• TASK
What lines of the material below hold the string "written"? Copy them out.

• EXERCISE INPUT
######
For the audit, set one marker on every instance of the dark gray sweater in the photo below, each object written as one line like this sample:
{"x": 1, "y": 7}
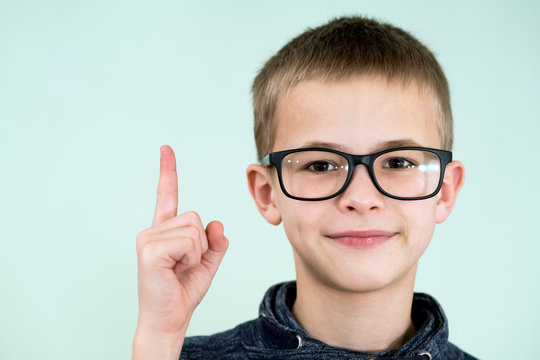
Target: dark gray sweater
{"x": 276, "y": 335}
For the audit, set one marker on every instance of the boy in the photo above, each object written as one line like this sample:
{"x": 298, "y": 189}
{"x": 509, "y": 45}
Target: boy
{"x": 357, "y": 224}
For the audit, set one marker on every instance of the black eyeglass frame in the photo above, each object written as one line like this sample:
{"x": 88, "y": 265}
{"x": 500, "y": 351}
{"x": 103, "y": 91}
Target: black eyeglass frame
{"x": 276, "y": 158}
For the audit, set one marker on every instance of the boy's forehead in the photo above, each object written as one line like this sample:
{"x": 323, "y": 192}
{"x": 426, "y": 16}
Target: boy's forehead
{"x": 359, "y": 115}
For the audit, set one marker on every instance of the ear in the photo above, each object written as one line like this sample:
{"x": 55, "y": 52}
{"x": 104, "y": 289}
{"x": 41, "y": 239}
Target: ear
{"x": 262, "y": 190}
{"x": 453, "y": 180}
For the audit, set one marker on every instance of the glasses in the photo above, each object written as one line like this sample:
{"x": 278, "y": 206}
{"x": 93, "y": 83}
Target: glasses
{"x": 404, "y": 173}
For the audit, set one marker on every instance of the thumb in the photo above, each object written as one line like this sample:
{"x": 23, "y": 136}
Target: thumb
{"x": 217, "y": 246}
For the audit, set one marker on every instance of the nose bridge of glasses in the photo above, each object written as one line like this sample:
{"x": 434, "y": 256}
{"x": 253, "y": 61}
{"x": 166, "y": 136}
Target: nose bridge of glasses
{"x": 360, "y": 160}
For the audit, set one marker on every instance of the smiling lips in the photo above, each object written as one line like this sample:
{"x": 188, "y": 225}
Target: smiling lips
{"x": 362, "y": 239}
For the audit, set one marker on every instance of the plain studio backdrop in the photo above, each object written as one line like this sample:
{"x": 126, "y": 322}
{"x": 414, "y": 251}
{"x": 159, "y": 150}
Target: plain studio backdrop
{"x": 89, "y": 91}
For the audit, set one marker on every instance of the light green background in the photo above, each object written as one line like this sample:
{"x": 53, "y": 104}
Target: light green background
{"x": 89, "y": 90}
######
• RESULT
For the audit, set one marker on every instance of the dark gray sweater in the photo below, each object written as one line like this sample:
For the audit, set one marker on every instance of the boy in the photo above, each object written as one line like this sample:
For the audit, set one marker on every instance of the black eyeglass frame in the photo above, each object written as one line like this sample:
For the audit, set one marker on every instance of the boy's forehead in the photo above, each object written as one line like this sample:
For the audit, set one marker on every instance of the ear in the photo above, each object written as one line like this sample:
For the audit, set one marker on every instance of the glasses in the photo above, each object written as one line like this sample:
For the audit, set one marker on every instance of the thumb in the photo above, each object written as one line like this sample:
For the audit, set one marker on every instance of the nose bridge of glasses in the photo above, each object written as one line like this sample:
For the audit, set one marker on every instance of the smiling lips in the photo above, each object written as one line like this sample:
For the audit, set one marker on every instance of the plain studio backdrop in the photo above, each object written as one line like this sample:
For the audit, set one marker on every instance of the light green background in the photo above, each object written as one line like this sample:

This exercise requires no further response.